Pointing records for named objects
..........

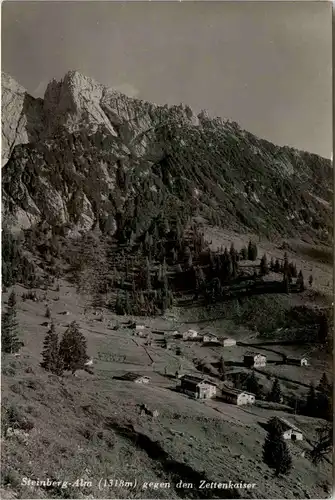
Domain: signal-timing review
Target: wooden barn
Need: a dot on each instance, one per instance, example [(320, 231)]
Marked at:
[(254, 360), (197, 387)]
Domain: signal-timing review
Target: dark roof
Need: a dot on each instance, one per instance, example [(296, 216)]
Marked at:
[(252, 353), (193, 379), (132, 376), (287, 425), (234, 391)]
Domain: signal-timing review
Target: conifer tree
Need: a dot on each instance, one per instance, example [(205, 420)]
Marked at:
[(311, 401), (72, 349), (275, 451), (324, 384), (244, 253), (12, 299), (52, 361), (323, 330), (277, 266), (300, 281), (252, 251), (275, 394), (10, 342), (264, 268), (252, 385), (222, 369), (286, 267), (148, 274)]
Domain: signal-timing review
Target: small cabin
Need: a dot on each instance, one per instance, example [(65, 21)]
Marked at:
[(228, 342), (190, 334), (135, 377), (290, 431), (209, 338), (236, 396), (297, 361), (197, 387), (254, 360)]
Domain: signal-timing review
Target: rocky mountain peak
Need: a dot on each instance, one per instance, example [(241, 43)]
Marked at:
[(95, 153), (21, 118)]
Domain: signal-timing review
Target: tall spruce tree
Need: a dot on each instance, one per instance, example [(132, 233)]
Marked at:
[(264, 268), (324, 384), (275, 451), (72, 349), (52, 361), (311, 401), (252, 385), (300, 281), (10, 342), (275, 393), (222, 369)]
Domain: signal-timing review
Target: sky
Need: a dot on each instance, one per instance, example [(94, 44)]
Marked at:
[(266, 65)]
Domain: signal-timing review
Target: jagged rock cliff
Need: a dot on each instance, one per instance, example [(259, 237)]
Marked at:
[(96, 158), (22, 116)]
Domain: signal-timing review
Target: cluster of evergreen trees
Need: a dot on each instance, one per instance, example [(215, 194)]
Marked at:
[(68, 354), (10, 342), (275, 451), (319, 399)]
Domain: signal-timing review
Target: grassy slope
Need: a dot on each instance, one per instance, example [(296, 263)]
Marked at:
[(90, 426)]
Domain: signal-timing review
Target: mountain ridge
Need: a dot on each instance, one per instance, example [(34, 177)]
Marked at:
[(164, 154)]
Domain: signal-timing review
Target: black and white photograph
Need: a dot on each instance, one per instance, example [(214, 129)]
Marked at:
[(167, 250)]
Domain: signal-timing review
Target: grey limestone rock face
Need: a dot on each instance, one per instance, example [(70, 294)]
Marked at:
[(89, 156), (22, 116)]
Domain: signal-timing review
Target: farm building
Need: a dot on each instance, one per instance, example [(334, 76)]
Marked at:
[(297, 361), (197, 387), (236, 397), (209, 338), (290, 431), (254, 360), (227, 342), (190, 334), (135, 377)]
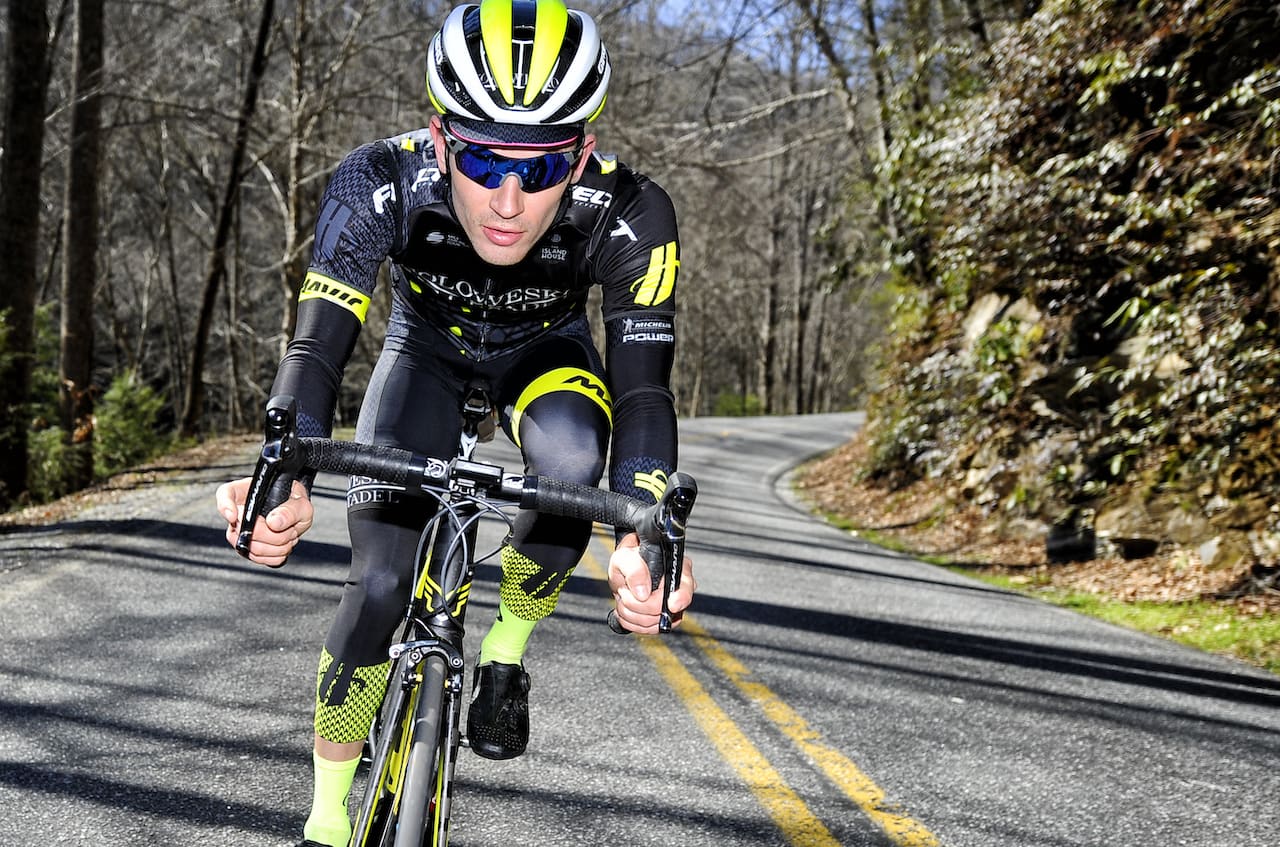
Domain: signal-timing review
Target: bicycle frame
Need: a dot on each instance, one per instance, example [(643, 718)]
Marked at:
[(417, 737), (415, 746)]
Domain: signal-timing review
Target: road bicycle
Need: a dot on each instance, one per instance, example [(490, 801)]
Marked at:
[(415, 740)]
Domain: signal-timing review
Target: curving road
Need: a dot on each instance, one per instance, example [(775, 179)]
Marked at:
[(156, 690)]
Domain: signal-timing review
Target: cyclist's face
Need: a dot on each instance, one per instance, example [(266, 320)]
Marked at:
[(504, 223)]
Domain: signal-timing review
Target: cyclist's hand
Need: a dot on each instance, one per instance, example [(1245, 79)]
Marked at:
[(636, 604), (275, 535)]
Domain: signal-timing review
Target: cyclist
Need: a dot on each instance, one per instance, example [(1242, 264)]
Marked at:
[(497, 219)]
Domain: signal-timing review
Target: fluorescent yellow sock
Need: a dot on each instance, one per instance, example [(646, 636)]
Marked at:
[(507, 639), (329, 822)]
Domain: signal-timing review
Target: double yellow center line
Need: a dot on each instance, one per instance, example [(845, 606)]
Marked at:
[(789, 811)]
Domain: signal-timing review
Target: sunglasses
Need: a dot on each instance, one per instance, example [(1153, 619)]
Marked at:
[(487, 168)]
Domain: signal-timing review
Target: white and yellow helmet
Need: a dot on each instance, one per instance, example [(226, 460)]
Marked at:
[(528, 72)]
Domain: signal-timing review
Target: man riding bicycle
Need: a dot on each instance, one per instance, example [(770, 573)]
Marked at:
[(497, 220)]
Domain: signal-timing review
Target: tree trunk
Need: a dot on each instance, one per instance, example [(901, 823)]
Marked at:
[(19, 230), (193, 406), (80, 236)]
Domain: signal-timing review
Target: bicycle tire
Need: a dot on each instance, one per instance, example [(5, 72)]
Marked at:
[(417, 807)]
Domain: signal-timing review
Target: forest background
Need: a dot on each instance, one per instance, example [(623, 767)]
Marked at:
[(1040, 242)]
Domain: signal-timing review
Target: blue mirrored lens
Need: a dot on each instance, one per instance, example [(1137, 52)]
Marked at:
[(535, 174)]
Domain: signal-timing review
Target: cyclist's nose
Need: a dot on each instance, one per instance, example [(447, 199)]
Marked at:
[(508, 198)]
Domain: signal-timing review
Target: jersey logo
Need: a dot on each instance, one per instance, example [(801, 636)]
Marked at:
[(624, 228), (659, 280), (588, 196), (320, 287), (383, 195), (330, 225), (648, 330), (562, 379), (654, 482)]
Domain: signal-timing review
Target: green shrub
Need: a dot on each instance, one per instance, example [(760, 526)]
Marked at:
[(127, 429), (50, 476)]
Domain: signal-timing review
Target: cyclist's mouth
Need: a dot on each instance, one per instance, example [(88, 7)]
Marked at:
[(502, 237)]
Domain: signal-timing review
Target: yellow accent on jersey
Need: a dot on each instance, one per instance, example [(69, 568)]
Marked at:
[(496, 26), (320, 287), (597, 113), (562, 379), (653, 482), (551, 23), (659, 280)]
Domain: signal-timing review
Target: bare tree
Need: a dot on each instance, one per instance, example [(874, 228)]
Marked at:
[(19, 230), (195, 401), (80, 238)]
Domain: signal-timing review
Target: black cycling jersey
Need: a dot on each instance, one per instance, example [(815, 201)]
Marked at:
[(616, 229)]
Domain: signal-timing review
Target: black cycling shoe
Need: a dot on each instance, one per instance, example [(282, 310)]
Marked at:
[(498, 718)]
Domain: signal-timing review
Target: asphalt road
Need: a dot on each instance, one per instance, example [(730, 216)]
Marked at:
[(156, 690)]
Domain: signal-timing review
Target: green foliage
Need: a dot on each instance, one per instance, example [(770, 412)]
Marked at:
[(128, 425), (1115, 181), (51, 456)]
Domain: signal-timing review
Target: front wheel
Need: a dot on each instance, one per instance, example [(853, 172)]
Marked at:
[(423, 790)]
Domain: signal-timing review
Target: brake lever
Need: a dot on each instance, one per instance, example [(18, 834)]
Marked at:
[(662, 545), (278, 463)]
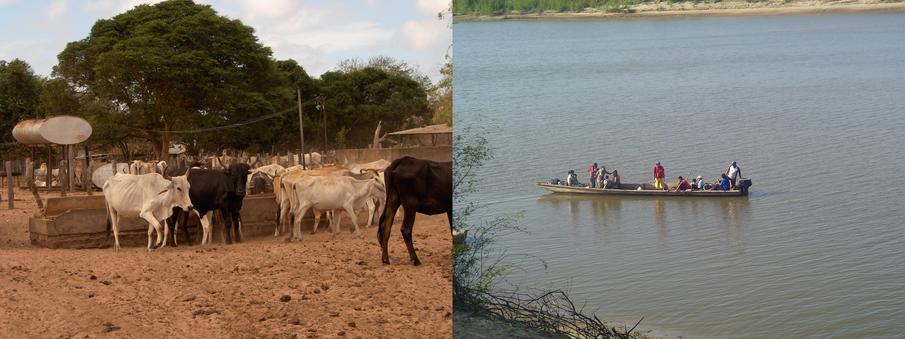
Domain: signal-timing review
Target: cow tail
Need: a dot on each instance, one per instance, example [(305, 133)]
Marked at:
[(387, 180), (109, 221)]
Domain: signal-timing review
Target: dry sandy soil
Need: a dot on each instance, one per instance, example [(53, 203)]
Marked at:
[(265, 287)]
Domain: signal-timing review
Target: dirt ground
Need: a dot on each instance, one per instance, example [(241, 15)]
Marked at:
[(265, 287)]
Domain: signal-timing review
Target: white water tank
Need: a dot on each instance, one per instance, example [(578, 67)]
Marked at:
[(61, 130)]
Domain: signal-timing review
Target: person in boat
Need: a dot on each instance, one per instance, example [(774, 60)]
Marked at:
[(592, 171), (659, 175), (572, 179), (724, 182), (602, 176), (683, 185), (616, 180), (733, 172)]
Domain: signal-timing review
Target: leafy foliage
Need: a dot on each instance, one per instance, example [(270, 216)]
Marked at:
[(170, 64), (359, 98), (20, 92), (441, 96), (178, 71)]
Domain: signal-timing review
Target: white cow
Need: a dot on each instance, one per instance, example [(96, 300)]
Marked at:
[(148, 196), (268, 172), (286, 202), (329, 193), (145, 167), (379, 165)]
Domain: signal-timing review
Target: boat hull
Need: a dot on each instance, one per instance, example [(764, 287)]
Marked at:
[(632, 190)]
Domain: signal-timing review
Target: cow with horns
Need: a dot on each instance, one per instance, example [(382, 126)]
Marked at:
[(216, 190), (417, 185), (148, 196)]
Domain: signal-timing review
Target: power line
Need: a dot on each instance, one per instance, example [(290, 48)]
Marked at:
[(217, 128)]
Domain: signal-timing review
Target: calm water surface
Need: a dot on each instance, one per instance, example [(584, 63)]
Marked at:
[(812, 108)]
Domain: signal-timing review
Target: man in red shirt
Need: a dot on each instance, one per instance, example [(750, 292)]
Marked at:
[(683, 185), (659, 174), (592, 171)]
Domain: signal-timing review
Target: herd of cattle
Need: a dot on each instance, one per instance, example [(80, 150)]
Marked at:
[(166, 196)]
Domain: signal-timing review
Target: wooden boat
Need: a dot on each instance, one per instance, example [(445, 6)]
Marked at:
[(642, 189)]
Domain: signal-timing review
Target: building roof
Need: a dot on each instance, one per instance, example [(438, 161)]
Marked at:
[(432, 129)]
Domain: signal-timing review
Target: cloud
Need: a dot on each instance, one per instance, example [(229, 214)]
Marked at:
[(431, 6), (56, 8), (425, 35), (269, 9), (109, 8)]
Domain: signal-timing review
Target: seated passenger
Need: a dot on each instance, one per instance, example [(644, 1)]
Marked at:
[(572, 179), (682, 185), (616, 180), (724, 182)]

..........

DIRECTIVE
Reproduce the material above word for word, from its start through the line that contains "[(68, 354), (10, 342), (275, 451), (319, 399)]", including both ends. Omit the pictures from your answer.

THE OUTPUT
Domain: signal-timing review
Target: wooden barn
Need: a dot on each instance, one per instance, example [(320, 231)]
Marked at:
[(254, 360), (197, 387)]
Domain: signal-timing review
Target: dark roof
Need: a dot on each instance, one per instance, example [(296, 216)]
Marked at:
[(252, 353), (193, 379), (132, 376), (287, 425), (234, 391)]
Domain: signal-timing review
Target: conifer tree
Need: a dot on each instance, one per instance, example [(205, 420)]
Marked at:
[(311, 401), (72, 349), (275, 451), (324, 384), (244, 253), (12, 299), (52, 361), (323, 330), (277, 266), (300, 281), (252, 251), (275, 394), (10, 342), (264, 268), (252, 385), (222, 369), (286, 267), (148, 274)]
Domain: signal-timing review
Target: small cabin
Need: a dot on each instance, one per instance, example [(65, 21)]
Marked at:
[(228, 342), (190, 334), (135, 377), (290, 431), (209, 338), (236, 396), (297, 361), (197, 387), (254, 360)]
Domain: signal-timing review
Target: rocky mountain peak
Need: a dot on each instance, one per instance, example [(241, 43)]
Marked at:
[(95, 153), (21, 118)]
Domain: signal-timing review
Target: tall spruce tree
Need: a dot on each instance, one per instance, example [(132, 233)]
Marked at:
[(264, 268), (324, 384), (275, 451), (72, 349), (52, 361), (311, 401), (252, 385), (300, 281), (10, 342), (275, 393), (222, 369)]
Domain: signal-timing review
Target: sky
Need: a dot on each instance, one per instance, example [(94, 44)]
Marked at:
[(266, 65)]
Domain: signal-timing review
Target: jagged rock cliff
Need: a dot on each instance, one per instance, example [(259, 237)]
Marked at:
[(96, 158), (22, 116)]
Domain: signal-timing review
Target: cluster of evergreen trees
Need: a dot on each instance, one per instance, example [(215, 194)]
Marked at:
[(68, 354), (10, 342), (275, 451), (319, 399)]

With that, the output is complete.